### Description of the task
Reproduce the complete set of records, exactly as they appear.

### Records for the task

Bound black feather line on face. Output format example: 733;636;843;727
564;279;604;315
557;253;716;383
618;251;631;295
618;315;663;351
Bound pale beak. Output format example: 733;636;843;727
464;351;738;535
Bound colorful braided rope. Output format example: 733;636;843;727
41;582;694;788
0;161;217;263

### Solution to this problem
Bound black feather line on face. Output format example: 733;636;843;727
564;279;604;315
557;253;716;383
618;251;631;295
618;315;663;351
Bound pale beak. Output format example: 733;636;843;727
464;351;738;535
Bound colorful braided rope. Output format example: 733;636;843;727
41;582;694;788
0;161;217;263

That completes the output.